> SHORT TASK: Filter the entries below, keeping every line that contains the word "rock".

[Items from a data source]

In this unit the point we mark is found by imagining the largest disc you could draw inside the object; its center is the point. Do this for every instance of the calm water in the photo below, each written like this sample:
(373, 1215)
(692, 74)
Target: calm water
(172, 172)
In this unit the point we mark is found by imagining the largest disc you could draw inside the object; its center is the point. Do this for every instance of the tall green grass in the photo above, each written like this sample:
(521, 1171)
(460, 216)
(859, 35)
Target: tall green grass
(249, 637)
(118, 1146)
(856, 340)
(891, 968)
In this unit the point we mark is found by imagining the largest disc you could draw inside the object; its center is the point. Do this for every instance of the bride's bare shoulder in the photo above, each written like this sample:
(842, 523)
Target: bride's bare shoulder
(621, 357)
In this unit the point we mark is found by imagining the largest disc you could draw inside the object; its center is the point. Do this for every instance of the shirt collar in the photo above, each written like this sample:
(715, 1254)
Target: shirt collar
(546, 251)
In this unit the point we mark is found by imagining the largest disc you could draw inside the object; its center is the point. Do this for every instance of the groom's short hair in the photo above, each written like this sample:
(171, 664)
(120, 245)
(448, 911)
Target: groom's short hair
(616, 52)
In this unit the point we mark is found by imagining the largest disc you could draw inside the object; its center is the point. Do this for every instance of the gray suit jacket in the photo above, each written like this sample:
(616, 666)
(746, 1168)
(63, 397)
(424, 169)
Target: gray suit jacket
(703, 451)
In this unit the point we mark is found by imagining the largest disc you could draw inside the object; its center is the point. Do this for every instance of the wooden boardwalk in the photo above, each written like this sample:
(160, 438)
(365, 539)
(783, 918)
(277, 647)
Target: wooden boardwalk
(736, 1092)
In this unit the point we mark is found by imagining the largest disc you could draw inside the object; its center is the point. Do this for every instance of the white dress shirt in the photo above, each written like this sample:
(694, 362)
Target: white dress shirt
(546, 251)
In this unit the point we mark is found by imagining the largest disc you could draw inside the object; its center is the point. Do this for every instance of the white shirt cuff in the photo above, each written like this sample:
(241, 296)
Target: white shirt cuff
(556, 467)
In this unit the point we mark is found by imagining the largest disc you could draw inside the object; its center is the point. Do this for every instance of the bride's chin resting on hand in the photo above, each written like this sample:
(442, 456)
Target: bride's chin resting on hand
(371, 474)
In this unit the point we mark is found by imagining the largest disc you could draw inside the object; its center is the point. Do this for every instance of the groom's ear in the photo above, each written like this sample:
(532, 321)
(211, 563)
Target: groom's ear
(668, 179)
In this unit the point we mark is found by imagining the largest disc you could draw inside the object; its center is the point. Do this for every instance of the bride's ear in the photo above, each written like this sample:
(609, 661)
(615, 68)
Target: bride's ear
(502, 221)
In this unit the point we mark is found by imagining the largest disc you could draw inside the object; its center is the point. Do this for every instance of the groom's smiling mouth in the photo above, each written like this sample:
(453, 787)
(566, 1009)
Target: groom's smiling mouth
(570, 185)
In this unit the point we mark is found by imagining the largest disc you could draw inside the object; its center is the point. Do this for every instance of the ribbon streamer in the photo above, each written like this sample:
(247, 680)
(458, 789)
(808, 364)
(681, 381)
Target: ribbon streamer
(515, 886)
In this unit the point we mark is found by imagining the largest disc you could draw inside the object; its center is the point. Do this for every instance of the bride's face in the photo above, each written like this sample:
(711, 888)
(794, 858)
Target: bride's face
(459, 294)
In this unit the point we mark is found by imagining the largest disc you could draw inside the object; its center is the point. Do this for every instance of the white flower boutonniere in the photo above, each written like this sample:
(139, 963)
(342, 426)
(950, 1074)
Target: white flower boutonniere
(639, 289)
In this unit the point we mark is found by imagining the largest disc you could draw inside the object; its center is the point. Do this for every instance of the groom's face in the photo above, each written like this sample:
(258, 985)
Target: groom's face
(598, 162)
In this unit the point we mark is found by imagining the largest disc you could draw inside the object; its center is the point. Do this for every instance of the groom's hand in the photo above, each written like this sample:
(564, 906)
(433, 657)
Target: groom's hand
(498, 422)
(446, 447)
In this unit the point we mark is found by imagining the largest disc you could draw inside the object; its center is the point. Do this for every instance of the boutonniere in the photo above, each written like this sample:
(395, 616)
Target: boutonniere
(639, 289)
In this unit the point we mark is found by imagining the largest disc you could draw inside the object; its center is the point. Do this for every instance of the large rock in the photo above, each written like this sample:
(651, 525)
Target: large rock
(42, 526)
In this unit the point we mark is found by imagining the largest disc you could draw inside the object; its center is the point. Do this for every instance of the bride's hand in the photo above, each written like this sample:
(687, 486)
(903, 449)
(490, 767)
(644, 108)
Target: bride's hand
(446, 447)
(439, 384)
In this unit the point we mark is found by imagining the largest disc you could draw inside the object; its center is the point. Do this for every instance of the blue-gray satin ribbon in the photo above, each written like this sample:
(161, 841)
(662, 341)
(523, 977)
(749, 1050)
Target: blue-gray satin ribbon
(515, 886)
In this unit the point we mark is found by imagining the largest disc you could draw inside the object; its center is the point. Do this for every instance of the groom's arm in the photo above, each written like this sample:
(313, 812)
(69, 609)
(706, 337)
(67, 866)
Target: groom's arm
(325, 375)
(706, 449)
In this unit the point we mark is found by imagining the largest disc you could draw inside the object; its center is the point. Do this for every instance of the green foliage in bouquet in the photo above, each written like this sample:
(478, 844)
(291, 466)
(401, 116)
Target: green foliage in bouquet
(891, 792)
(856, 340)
---
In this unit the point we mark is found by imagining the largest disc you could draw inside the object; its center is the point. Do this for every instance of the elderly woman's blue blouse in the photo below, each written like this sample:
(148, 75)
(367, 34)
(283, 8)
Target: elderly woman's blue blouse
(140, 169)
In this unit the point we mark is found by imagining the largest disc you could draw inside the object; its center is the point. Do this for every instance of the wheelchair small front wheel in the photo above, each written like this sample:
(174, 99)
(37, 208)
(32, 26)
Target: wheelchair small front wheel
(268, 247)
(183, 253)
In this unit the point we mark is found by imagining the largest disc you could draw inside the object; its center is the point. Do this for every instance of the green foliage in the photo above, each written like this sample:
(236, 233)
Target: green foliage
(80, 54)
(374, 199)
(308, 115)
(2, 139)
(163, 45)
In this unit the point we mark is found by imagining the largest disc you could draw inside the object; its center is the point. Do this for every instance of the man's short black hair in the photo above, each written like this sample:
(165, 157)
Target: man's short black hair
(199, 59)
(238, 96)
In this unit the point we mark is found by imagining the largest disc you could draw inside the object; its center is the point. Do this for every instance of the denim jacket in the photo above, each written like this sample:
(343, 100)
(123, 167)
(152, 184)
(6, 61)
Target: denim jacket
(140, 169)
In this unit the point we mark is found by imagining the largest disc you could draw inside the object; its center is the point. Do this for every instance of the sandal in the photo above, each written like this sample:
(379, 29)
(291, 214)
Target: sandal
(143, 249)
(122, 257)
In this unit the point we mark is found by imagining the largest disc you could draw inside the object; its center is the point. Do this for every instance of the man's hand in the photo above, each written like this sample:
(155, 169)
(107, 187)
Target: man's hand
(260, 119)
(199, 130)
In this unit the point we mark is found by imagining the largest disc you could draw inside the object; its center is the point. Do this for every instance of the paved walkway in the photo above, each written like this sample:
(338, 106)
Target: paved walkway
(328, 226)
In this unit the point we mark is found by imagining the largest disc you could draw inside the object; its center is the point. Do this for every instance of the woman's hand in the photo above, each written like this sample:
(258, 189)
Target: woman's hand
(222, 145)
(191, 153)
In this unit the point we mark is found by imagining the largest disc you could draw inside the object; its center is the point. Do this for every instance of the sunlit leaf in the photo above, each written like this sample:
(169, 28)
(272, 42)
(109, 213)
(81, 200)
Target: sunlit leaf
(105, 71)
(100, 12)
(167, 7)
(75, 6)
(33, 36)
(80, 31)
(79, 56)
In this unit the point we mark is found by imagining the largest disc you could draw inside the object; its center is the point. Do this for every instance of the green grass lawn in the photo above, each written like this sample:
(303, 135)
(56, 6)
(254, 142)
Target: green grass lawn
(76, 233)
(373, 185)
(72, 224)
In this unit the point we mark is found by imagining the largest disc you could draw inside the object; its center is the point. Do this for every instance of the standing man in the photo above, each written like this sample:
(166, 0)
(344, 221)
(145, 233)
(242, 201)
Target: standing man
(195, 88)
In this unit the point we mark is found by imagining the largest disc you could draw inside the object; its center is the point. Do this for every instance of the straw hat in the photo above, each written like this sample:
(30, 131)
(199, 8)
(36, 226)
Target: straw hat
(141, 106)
--
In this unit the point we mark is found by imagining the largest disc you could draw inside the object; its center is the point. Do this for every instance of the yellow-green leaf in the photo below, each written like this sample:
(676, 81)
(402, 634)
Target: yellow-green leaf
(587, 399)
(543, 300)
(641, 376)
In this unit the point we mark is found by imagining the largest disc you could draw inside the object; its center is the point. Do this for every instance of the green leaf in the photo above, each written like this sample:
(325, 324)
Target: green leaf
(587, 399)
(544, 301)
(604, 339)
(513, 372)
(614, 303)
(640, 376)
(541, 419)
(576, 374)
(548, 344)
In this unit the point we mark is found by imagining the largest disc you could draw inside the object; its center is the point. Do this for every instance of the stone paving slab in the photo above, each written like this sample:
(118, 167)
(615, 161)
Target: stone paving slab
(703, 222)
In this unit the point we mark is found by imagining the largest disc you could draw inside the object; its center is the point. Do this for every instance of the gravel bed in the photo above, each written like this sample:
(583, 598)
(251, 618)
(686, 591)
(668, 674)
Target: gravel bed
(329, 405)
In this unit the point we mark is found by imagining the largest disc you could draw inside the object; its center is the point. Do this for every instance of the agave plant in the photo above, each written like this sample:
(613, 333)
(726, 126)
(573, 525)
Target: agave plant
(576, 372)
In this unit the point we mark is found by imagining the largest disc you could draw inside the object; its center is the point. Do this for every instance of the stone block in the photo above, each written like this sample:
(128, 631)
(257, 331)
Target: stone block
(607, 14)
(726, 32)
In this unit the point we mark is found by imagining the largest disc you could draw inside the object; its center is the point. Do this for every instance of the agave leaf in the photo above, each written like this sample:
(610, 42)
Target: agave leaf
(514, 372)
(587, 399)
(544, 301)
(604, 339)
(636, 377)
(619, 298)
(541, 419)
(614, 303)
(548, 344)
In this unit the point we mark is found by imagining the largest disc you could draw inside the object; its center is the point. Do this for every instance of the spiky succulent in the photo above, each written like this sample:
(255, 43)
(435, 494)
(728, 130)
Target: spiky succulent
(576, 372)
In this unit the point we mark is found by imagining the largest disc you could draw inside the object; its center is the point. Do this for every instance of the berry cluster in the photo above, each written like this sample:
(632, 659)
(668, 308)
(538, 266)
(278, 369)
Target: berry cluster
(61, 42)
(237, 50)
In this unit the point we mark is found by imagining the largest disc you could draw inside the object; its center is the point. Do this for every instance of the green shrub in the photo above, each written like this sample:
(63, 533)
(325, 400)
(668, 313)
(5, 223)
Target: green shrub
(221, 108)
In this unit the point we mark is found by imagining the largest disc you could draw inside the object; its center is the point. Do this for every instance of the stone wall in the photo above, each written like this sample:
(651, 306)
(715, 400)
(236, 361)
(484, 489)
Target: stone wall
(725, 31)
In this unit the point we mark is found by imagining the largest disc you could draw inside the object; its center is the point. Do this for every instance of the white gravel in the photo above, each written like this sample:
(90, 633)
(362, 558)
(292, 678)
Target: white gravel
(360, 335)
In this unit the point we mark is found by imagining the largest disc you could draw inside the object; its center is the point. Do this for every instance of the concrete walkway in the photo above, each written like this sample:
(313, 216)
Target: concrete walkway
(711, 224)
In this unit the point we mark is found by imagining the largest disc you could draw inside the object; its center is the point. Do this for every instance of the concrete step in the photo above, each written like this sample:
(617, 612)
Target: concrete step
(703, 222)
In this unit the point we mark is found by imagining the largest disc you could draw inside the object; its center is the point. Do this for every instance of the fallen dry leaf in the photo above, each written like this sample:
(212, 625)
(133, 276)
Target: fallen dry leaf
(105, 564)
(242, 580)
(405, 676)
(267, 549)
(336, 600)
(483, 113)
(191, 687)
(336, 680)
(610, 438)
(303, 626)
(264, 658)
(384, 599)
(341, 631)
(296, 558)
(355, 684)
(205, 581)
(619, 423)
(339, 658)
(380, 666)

> RESPONSE TO THIS EXERCISE:
In this unit the point we mark is found by imagining the largest disc you could draw inside the object; its center is the point. Do this for every instance of the large rock in the photo above, each written like this sample:
Target: large rock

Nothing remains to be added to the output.